Retype word for word the part of the lines that begins with the line containing "pupil. Report pixel corners as JSON arrays." and runs through the end of the lines.

Box-labeled dataset extracts
══════════

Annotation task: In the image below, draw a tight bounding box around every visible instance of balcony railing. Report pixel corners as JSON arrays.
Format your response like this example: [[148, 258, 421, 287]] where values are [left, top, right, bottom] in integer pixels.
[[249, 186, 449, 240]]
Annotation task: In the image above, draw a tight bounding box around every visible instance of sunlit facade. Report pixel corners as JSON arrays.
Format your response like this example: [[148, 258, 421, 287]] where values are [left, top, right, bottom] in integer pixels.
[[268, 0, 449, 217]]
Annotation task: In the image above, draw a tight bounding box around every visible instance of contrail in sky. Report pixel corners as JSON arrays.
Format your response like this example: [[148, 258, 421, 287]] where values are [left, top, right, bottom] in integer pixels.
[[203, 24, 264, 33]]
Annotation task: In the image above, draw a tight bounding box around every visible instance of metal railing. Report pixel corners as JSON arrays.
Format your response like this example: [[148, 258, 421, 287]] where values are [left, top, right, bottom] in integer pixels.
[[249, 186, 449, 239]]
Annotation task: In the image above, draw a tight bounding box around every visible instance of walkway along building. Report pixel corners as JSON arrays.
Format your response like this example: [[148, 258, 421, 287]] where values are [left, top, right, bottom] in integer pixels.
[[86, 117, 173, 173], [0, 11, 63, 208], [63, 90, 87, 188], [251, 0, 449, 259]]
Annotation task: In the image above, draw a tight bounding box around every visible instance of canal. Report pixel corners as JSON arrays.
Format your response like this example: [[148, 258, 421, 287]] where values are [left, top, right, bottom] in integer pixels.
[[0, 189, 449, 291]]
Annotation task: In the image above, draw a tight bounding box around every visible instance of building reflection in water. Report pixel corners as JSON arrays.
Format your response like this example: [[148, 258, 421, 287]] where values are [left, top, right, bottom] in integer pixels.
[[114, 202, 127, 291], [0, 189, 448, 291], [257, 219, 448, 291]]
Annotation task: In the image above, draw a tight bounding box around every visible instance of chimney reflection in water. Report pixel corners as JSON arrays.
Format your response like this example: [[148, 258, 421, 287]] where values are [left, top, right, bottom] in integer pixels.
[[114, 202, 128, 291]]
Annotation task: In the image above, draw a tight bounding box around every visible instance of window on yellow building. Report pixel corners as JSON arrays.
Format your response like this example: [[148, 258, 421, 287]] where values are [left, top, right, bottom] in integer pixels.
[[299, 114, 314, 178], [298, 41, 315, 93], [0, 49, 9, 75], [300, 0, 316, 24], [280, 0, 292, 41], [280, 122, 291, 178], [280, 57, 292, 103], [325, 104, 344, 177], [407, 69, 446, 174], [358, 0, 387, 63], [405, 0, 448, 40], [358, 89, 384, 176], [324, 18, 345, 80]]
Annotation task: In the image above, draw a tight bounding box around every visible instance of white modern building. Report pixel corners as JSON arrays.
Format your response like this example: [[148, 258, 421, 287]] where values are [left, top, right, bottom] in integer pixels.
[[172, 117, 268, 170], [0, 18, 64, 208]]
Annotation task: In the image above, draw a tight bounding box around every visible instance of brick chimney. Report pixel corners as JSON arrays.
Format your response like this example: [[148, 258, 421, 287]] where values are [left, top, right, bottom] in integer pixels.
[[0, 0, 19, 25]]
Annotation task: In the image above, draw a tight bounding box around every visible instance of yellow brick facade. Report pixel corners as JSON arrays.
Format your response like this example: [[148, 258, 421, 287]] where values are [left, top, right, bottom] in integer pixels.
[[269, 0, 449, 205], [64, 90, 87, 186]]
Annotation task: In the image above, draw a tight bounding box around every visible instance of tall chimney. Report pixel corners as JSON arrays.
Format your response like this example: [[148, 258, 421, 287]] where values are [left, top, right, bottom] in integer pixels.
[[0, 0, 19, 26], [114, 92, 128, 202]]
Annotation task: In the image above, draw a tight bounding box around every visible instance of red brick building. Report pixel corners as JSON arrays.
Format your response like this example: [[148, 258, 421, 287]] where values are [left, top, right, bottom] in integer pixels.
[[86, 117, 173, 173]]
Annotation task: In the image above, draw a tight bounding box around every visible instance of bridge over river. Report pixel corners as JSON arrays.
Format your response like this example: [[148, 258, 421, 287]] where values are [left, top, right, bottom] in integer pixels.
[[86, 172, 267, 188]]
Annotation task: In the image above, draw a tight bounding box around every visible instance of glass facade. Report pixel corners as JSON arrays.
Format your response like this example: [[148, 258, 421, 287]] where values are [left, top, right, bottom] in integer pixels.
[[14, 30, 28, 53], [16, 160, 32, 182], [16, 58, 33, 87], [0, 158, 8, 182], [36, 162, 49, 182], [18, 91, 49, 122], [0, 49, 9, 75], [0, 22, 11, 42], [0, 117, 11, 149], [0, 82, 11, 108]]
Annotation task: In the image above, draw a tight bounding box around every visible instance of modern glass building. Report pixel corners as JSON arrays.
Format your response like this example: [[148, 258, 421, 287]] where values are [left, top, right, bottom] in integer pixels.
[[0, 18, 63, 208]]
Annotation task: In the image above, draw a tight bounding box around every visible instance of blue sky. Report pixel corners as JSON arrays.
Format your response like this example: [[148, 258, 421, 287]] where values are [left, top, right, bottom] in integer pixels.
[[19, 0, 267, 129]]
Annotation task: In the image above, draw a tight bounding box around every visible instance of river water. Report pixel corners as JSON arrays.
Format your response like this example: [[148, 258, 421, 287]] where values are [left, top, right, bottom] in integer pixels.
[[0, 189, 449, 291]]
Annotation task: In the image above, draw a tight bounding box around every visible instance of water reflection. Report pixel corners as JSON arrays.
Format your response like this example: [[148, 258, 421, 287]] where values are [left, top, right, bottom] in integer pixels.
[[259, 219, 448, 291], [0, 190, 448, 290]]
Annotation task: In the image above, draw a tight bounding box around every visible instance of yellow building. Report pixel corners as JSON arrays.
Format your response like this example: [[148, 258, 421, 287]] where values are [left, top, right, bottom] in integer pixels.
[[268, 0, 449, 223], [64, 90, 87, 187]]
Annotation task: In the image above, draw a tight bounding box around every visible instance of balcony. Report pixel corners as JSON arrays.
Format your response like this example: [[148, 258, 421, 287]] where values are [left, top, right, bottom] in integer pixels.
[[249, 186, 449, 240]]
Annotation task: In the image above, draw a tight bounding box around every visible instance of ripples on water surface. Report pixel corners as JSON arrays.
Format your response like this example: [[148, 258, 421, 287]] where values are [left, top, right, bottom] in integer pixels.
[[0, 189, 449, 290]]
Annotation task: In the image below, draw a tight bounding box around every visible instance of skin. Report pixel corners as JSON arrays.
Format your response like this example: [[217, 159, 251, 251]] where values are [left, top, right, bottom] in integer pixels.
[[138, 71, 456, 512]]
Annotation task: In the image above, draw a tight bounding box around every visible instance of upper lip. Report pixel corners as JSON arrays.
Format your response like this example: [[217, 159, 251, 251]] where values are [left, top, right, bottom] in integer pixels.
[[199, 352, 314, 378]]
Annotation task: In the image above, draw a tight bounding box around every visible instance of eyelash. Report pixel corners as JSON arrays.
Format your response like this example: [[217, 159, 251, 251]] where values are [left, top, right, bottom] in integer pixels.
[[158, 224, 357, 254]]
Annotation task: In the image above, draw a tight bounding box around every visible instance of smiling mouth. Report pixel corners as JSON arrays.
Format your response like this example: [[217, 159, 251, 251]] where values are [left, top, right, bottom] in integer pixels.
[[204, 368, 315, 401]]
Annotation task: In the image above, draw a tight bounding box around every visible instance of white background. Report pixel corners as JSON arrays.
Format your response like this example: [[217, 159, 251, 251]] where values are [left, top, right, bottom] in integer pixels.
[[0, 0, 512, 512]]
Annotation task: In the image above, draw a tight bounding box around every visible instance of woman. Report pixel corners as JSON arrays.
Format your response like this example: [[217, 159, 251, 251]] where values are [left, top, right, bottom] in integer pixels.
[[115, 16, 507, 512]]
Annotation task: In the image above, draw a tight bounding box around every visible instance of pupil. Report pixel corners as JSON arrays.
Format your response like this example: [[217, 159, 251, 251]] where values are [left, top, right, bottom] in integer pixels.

══════════

ANSWER FOR THE TASK -
Annotation task: In the image above, draw a tight bounding box around every visible instance of pupil. Report pixel corners as JSON arrays.
Format your response like this example: [[217, 159, 251, 251]] where values are [left, top, right, bottom] in integer pixels.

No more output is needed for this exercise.